## AIM A
Put each line of the records, from the line with "Prove the horse's belly" through the end of the records, into a Markdown table with the columns Row and Line, numbering the rows and skipping blank lines. Leave the pictures out of the table.

-- START OF EXCERPTED PASSAGE --

Re: Zoom and magnify relation



A long time ago I wrote:
However, the sizes of objects in the image *is* accurately predicted by
the focal length ratio, all the way to the widest wide angle, as long as
you're still talking about rectilinear lenses (not fisheyes).

"David Ruether" <druether@xxxxxxxxxxxx> writes:
How can this be? If you shoot a very large grid of small squares from a
constant distance (assuming constant sensor size and distance - and with
the subject grid parallel with the sensor), and keep halving the lens focal
lengths, the angles of view will progressively not follow the FL reduction
ratio (as I showed earlier), resulting, I would think, in less than the
number of squares visible in any direction in the image than a straight
following of the ratio would predict. In other words, the size of subjects
as rendered in the image is also not proportional to the FL ratio when it
comes to short FL lenses (they are larger...). Am I missing something?;-)

Ah, I just finished a MUCH more detailed coverage of this, which
is going up now on my web page, listed in the "Articles" page as,
"On Lens Angles Of View, Magnification, And Perspective. The
direct URL is --
www.donferrario.com/ruether/lens-angle-of-view-and-perspective.htm

Sorry I didn't comment sooner - I never saw this reply. But you are
wrong when you say "resulting ... in less than the number of squares
visible ... than a straight following of ratio would predict".

Say you go from 36 to 18 mm lens focal length. The FOV goes from 62.86
to 101.32 degrees, less than a factor of 2 increase. But, as long as
you are shooting a flat wall with a camera aimed perpendicular to that
wall, you will still get twice as many squares visible. The true field
width, on the plane containing the grid, *is* doubled.

If you don't believe me, draw a scale diagram and measure. Or do the
math using similar triangles. You've decreased the lens-image distance
by a factor of two, while keeping the image width the same, so the
tangent of half the FOV has *exactly doubled*, even though the angle
itself has not doubled. On the subject side, the triangle is similar
to the image-side triangle, so the subject-side tangent of half the FOV
is *also* doubled. But the lens-subject distance has not changed, so
the amount of the subject visible has exactly doubled.

-- END OF EXCERPTED PASSAGE --
-- START OF RECORDS SHOWN --

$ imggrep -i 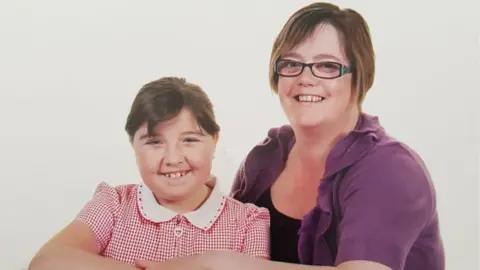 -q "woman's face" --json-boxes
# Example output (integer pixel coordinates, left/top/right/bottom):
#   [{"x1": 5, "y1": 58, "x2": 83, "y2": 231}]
[{"x1": 278, "y1": 24, "x2": 358, "y2": 131}]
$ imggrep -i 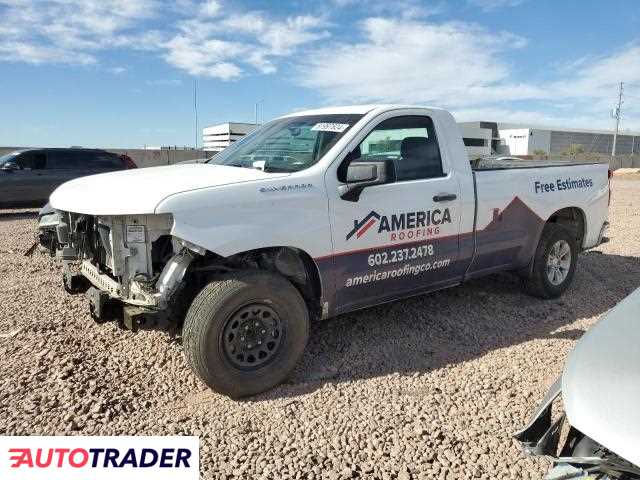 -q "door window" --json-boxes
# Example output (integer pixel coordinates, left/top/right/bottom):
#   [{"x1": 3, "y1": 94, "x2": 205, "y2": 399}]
[
  {"x1": 17, "y1": 151, "x2": 47, "y2": 170},
  {"x1": 352, "y1": 115, "x2": 444, "y2": 182}
]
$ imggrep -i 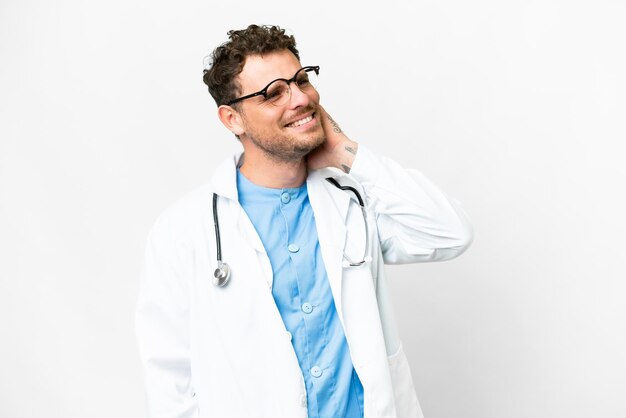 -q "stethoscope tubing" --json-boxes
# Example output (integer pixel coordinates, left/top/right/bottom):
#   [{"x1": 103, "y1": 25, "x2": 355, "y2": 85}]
[{"x1": 213, "y1": 177, "x2": 369, "y2": 287}]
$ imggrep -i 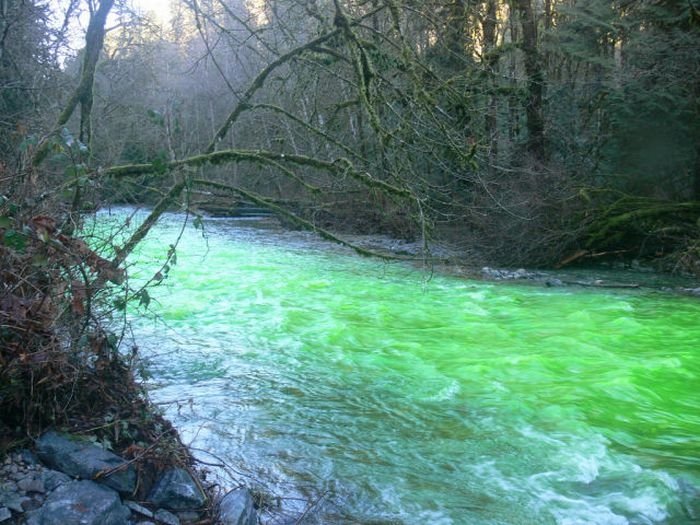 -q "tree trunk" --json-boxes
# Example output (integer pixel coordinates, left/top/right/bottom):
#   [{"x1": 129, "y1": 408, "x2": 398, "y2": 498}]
[
  {"x1": 482, "y1": 0, "x2": 498, "y2": 170},
  {"x1": 515, "y1": 0, "x2": 545, "y2": 160}
]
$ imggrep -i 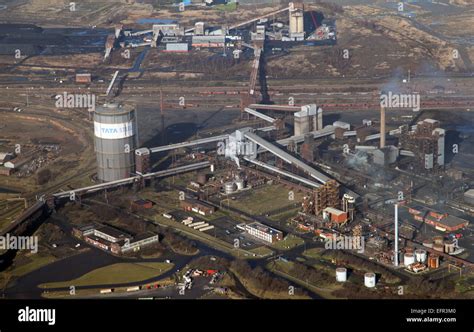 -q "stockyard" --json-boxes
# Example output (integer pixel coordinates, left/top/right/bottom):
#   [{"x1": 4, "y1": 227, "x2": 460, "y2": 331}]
[{"x1": 0, "y1": 0, "x2": 474, "y2": 299}]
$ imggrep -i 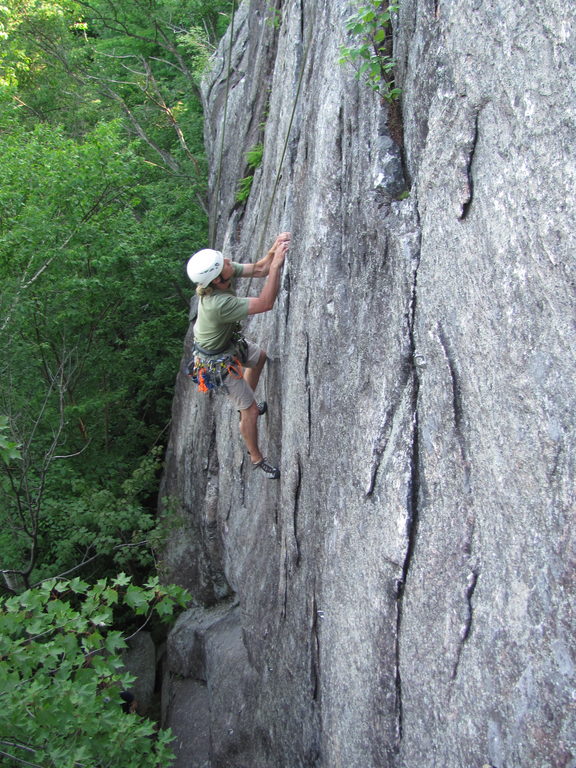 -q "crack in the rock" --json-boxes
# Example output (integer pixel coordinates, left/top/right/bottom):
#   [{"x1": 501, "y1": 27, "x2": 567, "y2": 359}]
[
  {"x1": 438, "y1": 324, "x2": 470, "y2": 492},
  {"x1": 458, "y1": 111, "x2": 480, "y2": 221},
  {"x1": 451, "y1": 569, "x2": 479, "y2": 680},
  {"x1": 304, "y1": 334, "x2": 312, "y2": 450},
  {"x1": 310, "y1": 592, "x2": 320, "y2": 701},
  {"x1": 364, "y1": 372, "x2": 411, "y2": 498},
  {"x1": 292, "y1": 454, "x2": 302, "y2": 566}
]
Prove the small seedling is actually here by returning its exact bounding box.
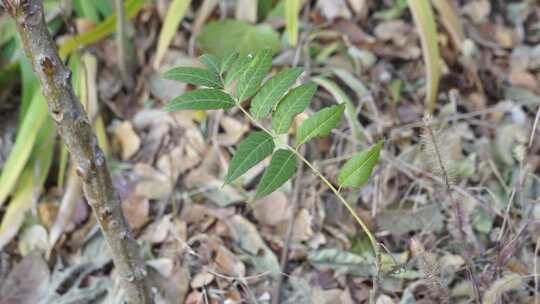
[164,50,383,256]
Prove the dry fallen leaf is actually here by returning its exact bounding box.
[134,163,172,200]
[253,191,292,226]
[112,121,141,160]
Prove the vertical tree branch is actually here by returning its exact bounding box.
[2,0,151,304]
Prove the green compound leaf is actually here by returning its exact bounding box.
[236,49,272,102]
[197,20,281,58]
[272,82,317,134]
[255,149,296,199]
[338,140,384,188]
[251,68,304,118]
[225,132,274,184]
[219,52,238,74]
[296,104,345,147]
[199,54,221,78]
[163,67,223,88]
[165,89,234,111]
[222,55,253,86]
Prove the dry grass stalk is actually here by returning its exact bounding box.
[411,238,450,304]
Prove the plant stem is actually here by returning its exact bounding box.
[236,102,380,255]
[2,0,151,304]
[114,0,133,89]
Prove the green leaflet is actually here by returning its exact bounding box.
[296,104,345,146]
[236,49,272,102]
[272,82,317,134]
[255,149,296,199]
[225,132,274,184]
[0,91,47,206]
[219,52,238,74]
[199,54,221,78]
[251,68,304,118]
[165,89,234,111]
[285,0,302,46]
[163,67,223,88]
[58,0,144,59]
[222,55,253,86]
[338,140,384,188]
[0,118,55,251]
[197,19,281,58]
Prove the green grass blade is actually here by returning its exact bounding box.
[225,132,274,184]
[0,91,48,206]
[285,0,301,47]
[296,104,345,147]
[154,0,191,69]
[407,0,441,113]
[0,118,55,250]
[250,68,304,119]
[58,0,144,59]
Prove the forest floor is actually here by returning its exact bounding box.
[0,0,540,304]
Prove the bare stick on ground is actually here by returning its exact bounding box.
[2,0,151,304]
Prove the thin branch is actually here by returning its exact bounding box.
[236,101,380,276]
[2,0,151,304]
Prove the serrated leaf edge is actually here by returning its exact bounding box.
[225,132,274,184]
[339,140,384,188]
[296,104,345,147]
[255,149,296,199]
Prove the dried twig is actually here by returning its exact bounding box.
[2,0,151,304]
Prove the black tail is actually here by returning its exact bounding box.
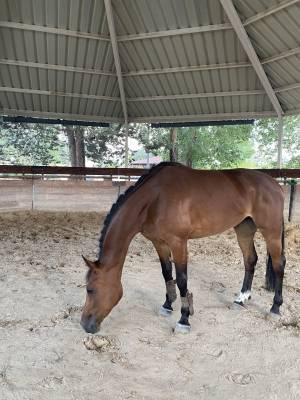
[265,222,284,292]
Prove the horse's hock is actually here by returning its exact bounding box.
[0,178,300,223]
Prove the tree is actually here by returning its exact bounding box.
[0,123,66,165]
[85,124,131,167]
[252,116,300,168]
[65,126,85,167]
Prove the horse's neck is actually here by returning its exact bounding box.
[100,194,145,269]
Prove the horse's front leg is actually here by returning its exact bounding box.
[153,242,177,316]
[172,241,194,333]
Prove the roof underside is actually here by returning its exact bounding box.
[0,0,300,122]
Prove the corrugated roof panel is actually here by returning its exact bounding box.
[113,0,227,36]
[0,0,300,120]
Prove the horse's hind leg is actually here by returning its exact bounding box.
[260,224,286,314]
[234,218,257,305]
[153,241,177,316]
[170,238,194,333]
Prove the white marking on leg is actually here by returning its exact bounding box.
[235,290,251,303]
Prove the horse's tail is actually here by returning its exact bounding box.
[265,222,284,292]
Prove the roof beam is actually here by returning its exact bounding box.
[0,86,120,101]
[0,82,300,103]
[261,47,300,64]
[123,62,252,78]
[118,23,232,42]
[129,111,276,123]
[275,82,300,93]
[104,0,128,124]
[0,58,117,77]
[0,43,300,78]
[127,90,265,103]
[0,108,122,123]
[0,21,110,42]
[220,0,283,116]
[243,0,300,26]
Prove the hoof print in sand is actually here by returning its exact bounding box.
[226,373,255,385]
[83,336,118,353]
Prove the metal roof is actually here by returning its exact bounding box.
[0,0,300,122]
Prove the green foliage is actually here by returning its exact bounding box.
[0,116,300,168]
[132,124,253,168]
[0,123,66,165]
[252,116,300,168]
[178,125,253,169]
[84,124,131,167]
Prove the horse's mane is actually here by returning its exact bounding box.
[98,161,181,261]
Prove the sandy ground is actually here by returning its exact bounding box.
[0,213,300,400]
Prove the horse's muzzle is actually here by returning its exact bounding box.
[80,316,100,333]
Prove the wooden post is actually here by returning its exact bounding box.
[277,115,283,168]
[125,121,129,168]
[170,128,177,161]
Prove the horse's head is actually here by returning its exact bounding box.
[81,257,123,333]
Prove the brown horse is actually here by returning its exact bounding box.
[81,163,285,333]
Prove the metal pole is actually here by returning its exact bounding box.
[147,125,150,169]
[125,121,128,168]
[277,115,283,168]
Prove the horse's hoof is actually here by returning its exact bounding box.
[159,306,173,317]
[229,301,247,311]
[174,322,191,333]
[265,311,281,322]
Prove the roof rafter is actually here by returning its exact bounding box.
[117,23,232,42]
[243,0,300,26]
[0,86,120,101]
[0,21,110,42]
[0,82,300,103]
[104,0,128,125]
[0,47,300,78]
[129,111,277,123]
[220,0,283,116]
[0,58,117,77]
[0,108,122,122]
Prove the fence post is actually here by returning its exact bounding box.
[288,179,297,222]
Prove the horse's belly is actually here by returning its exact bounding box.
[189,214,247,239]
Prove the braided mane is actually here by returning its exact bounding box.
[98,162,181,261]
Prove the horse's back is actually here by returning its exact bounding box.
[143,165,283,237]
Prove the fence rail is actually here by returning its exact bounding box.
[0,165,300,178]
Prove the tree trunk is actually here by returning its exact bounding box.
[65,126,77,167]
[186,130,197,168]
[75,126,85,167]
[170,128,177,161]
[65,126,85,179]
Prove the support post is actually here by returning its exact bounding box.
[277,115,283,168]
[125,121,129,168]
[147,125,150,169]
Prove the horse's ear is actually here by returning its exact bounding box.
[82,256,98,269]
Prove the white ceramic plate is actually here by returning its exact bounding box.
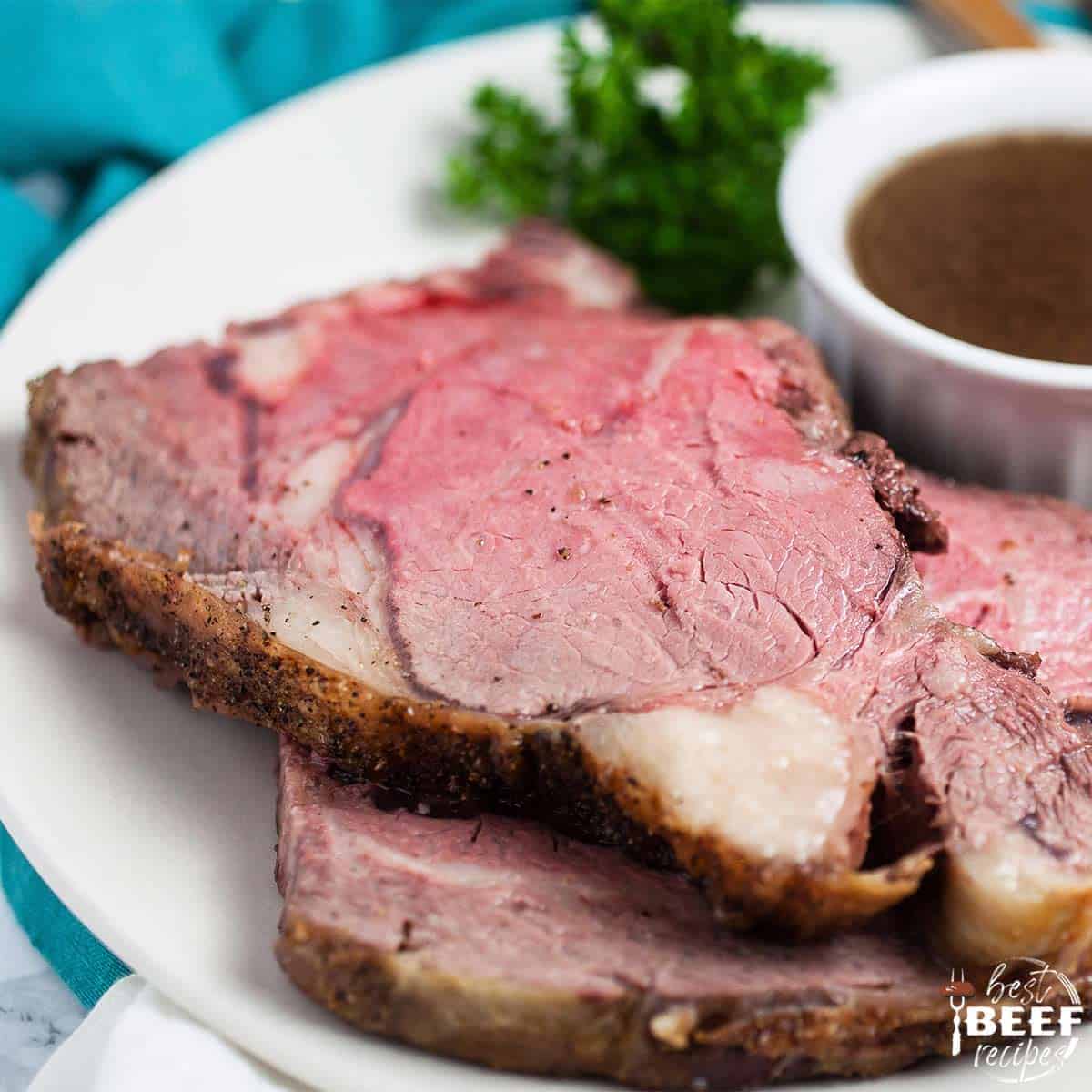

-- END OF RECORDS SHOWN --

## AIM B
Reproduce the passage of the post on lens zoom and magnification word for word, from "Re: Zoom and" to "lenses (not fisheyes).".

## COMPLETE ANSWER A
| Row | Line |
|---|---|
| 1 | Prove the horse's belly is actually here by returning its exact bounding box. |
| 2 | [189,214,247,239] |
| 3 | Prove the braided mane is actually here by returning its exact bounding box. |
| 4 | [98,162,181,261] |
| 5 | Prove the horse's back is actually here by returning its exact bounding box. |
| 6 | [143,165,283,237] |
| 7 | Prove the fence rail is actually here by returning its exact bounding box. |
| 8 | [0,165,300,178] |
| 9 | Prove the tree trunk is actually here by returning its exact bounding box. |
| 10 | [65,126,77,167] |
| 11 | [186,130,197,168] |
| 12 | [75,126,85,167] |
| 13 | [170,128,177,161] |
| 14 | [65,126,85,179] |
| 15 | Prove the support post is actually here by returning its exact bounding box. |
| 16 | [277,115,283,168] |
| 17 | [125,121,129,168] |
| 18 | [147,125,150,169] |
| 19 | Prove the horse's ear is actually here by returning its exact bounding box. |
| 20 | [82,256,98,269] |
| 21 | Prove the white ceramic plate is actually here by returning its exact bounding box. |

## COMPLETE ANSWER B
Re: Zoom and magnify relation



A long time ago I wrote:
However, the sizes of objects in the image *is* accurately predicted by
the focal length ratio, all the way to the widest wide angle, as long as
you're still talking about rectilinear lenses (not fisheyes).